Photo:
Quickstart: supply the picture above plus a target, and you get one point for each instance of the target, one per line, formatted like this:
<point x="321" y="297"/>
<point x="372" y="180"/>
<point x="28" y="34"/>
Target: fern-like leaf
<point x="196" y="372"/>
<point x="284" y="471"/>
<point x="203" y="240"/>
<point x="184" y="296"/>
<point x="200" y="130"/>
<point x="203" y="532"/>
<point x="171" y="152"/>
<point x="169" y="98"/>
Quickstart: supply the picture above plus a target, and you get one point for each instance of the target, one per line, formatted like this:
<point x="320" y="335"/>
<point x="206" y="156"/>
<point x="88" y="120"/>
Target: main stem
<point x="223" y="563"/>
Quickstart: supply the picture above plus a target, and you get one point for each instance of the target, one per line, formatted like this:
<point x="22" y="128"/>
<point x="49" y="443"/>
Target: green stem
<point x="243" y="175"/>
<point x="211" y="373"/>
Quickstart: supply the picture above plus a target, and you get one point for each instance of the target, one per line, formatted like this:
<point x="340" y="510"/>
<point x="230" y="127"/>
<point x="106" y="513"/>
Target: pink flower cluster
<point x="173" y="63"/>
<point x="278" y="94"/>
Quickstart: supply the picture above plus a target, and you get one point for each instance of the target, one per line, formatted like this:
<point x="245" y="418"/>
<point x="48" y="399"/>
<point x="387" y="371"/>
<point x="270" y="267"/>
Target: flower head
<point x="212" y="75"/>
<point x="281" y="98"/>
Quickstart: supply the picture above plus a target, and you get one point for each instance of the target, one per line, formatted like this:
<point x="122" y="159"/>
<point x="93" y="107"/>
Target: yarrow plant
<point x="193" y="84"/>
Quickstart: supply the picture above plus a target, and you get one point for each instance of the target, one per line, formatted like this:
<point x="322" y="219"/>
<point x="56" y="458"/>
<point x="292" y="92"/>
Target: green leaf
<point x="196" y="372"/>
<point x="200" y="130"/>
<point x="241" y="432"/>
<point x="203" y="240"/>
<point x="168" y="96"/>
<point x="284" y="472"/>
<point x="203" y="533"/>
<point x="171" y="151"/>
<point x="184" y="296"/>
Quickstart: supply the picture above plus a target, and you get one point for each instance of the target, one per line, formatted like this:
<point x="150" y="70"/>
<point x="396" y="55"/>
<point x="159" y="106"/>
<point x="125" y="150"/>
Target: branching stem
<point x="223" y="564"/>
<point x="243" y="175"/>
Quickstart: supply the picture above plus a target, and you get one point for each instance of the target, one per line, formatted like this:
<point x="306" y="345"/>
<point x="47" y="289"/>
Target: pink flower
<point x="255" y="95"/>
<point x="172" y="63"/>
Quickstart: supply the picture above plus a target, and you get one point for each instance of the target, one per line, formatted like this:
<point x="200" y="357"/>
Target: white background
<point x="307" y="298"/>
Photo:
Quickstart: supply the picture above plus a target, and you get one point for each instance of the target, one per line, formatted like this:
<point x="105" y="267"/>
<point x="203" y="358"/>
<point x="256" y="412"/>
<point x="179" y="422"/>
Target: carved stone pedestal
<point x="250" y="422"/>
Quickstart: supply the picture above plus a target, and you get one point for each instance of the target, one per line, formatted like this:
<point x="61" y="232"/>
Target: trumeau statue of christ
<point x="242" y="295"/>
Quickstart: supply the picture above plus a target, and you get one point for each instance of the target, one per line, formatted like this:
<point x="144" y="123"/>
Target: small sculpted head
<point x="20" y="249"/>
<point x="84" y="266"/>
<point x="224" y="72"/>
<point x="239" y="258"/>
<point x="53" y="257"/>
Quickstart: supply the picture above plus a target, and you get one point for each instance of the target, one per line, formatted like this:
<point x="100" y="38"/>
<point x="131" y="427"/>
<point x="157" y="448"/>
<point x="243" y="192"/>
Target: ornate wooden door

══════

▶ _Problem requirements_
Set down the full listing a second time, exactly as given.

▶ _Solution to this problem_
Photo:
Quickstart: supply the picture above plus a target, and you get one point for each instance of the target, one per line, formatted like this:
<point x="321" y="297"/>
<point x="372" y="180"/>
<point x="28" y="34"/>
Target: fern-like leaf
<point x="196" y="372"/>
<point x="284" y="471"/>
<point x="203" y="240"/>
<point x="184" y="296"/>
<point x="200" y="130"/>
<point x="203" y="532"/>
<point x="171" y="152"/>
<point x="169" y="98"/>
Quickstart: supply the picture above plus a target, and you get one point for each instance of the target, one per line, formatted like this:
<point x="320" y="335"/>
<point x="206" y="156"/>
<point x="88" y="120"/>
Target: main stem
<point x="223" y="563"/>
Quickstart: supply the picture above plus a target, and you get one point for each instance of the target, one per line, formatted like this:
<point x="22" y="128"/>
<point x="49" y="443"/>
Target: green stem
<point x="243" y="175"/>
<point x="211" y="373"/>
Quickstart: supply the picture above plus a target, and you get one point for each instance of the target, one per line, formatted like this:
<point x="340" y="510"/>
<point x="230" y="127"/>
<point x="106" y="513"/>
Target: pink flower cluster
<point x="173" y="63"/>
<point x="278" y="94"/>
Quickstart: supply the picture above plus a target, and you get one point for each instance of the target, one per line, formatted like this:
<point x="245" y="418"/>
<point x="48" y="399"/>
<point x="387" y="371"/>
<point x="270" y="267"/>
Target: flower head
<point x="212" y="75"/>
<point x="281" y="98"/>
Quickstart: supply the picture above plus a target, and you get one point for each instance of the target, one per line, formatted like this:
<point x="122" y="159"/>
<point x="93" y="107"/>
Target: yarrow plant
<point x="193" y="84"/>
Quickstart: supply the picture above plus a target, and you get one point for each instance of the target, one per line, formatted like this:
<point x="322" y="219"/>
<point x="56" y="458"/>
<point x="292" y="92"/>
Target: green leaf
<point x="196" y="372"/>
<point x="200" y="130"/>
<point x="241" y="432"/>
<point x="203" y="240"/>
<point x="168" y="96"/>
<point x="284" y="472"/>
<point x="203" y="533"/>
<point x="171" y="151"/>
<point x="184" y="296"/>
Quickstart: supply the picture above plus a target, and you get one point for each instance of the target, one per line, formatted like this:
<point x="150" y="70"/>
<point x="396" y="55"/>
<point x="159" y="106"/>
<point x="125" y="150"/>
Target: branching stem
<point x="223" y="564"/>
<point x="243" y="175"/>
Quickstart: supply the picture above plus a target, and you get one point for each instance of the target, one per line, formatted like this:
<point x="306" y="345"/>
<point x="47" y="289"/>
Target: pink flower
<point x="255" y="95"/>
<point x="172" y="63"/>
Quickstart: supply the picture above plus a target, and you get one point for each instance of the target, one per line, formatted like this:
<point x="200" y="357"/>
Target: white background
<point x="307" y="298"/>
Photo:
Quickstart: supply the picture above plus a target, and you get one point for each instance of the target, one per line, formatted like this:
<point x="105" y="267"/>
<point x="203" y="358"/>
<point x="256" y="412"/>
<point x="179" y="422"/>
Target: carved stone pedestal
<point x="250" y="422"/>
Quickstart: supply the picture above plus a target, and you get one point for each instance of the target, one per line, formatted like this:
<point x="61" y="232"/>
Target: trumeau statue of christ
<point x="242" y="295"/>
Quickstart: supply the picture above plus a target, and you get one point for each instance of the target, one per line, formatted like this:
<point x="144" y="123"/>
Target: small sculpted head
<point x="20" y="249"/>
<point x="84" y="266"/>
<point x="224" y="72"/>
<point x="239" y="258"/>
<point x="53" y="257"/>
Quickstart: supply the picture above plus a target, and you get one point for each instance of the target, one per line, formatted like this:
<point x="100" y="38"/>
<point x="131" y="427"/>
<point x="157" y="448"/>
<point x="243" y="192"/>
Target: ornate wooden door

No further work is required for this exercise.